§ **EXTRACTED DATA**

= = = = =

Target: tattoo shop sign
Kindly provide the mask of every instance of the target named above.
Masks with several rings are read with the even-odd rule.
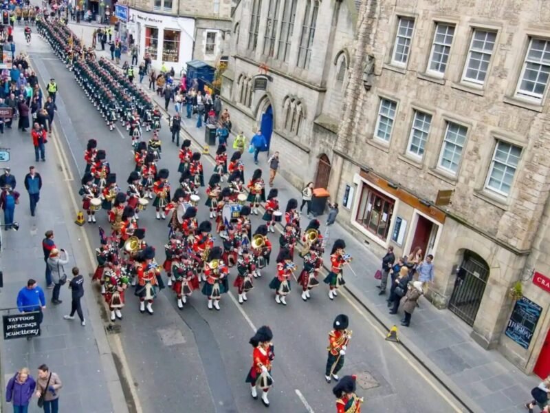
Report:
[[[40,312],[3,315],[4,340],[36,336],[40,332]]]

= = = = =

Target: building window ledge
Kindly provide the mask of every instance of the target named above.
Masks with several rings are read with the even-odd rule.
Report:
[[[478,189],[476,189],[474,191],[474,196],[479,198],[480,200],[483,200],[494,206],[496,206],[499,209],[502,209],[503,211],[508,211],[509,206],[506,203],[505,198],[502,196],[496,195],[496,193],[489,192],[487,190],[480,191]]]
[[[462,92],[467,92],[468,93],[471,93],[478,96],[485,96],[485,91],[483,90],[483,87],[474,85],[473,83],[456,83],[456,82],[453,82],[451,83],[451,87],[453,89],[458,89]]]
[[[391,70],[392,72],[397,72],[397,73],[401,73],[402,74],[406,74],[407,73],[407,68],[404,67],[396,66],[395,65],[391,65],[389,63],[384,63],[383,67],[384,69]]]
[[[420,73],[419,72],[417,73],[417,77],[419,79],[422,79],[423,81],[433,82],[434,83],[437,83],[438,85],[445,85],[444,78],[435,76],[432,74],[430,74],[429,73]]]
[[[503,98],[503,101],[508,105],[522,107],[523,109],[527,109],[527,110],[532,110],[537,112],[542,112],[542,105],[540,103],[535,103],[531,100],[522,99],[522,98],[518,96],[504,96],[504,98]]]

= = = = =

§ **DIRECTIVE**
Starting at the line that has "Target: tattoo shop sign" and ending after the line that has "[[[40,312],[3,315],[4,340],[36,336],[40,332]]]", recast those items as a two-column CSV with columns named instruction and outline, one row per item, each value in one quoted field with line breaks turned into spaces. Leave the pictures out.

§ **RESPONSE TO THE TASK**
instruction,outline
"Target: tattoo shop sign Kindly provide the mask of every instance of the target named above. Masks with several rings are read with the even-odd rule. Report:","[[[40,312],[3,315],[4,340],[36,336],[40,332]]]"